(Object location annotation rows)
* start *

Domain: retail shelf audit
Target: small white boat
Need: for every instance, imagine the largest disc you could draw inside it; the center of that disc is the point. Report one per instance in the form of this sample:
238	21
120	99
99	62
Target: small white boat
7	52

* end *

Task requirements — Copy every row above word for word, without changing anything.

Completed exercise —
Domain: retail shelf audit
Target: small white boat
Need: for every instance, imagine the largest disc you could draw inside it; the center of that disc is the point. Report one per instance in the form of this sample:
238	21
120	99
99	62
Target: small white boat
7	52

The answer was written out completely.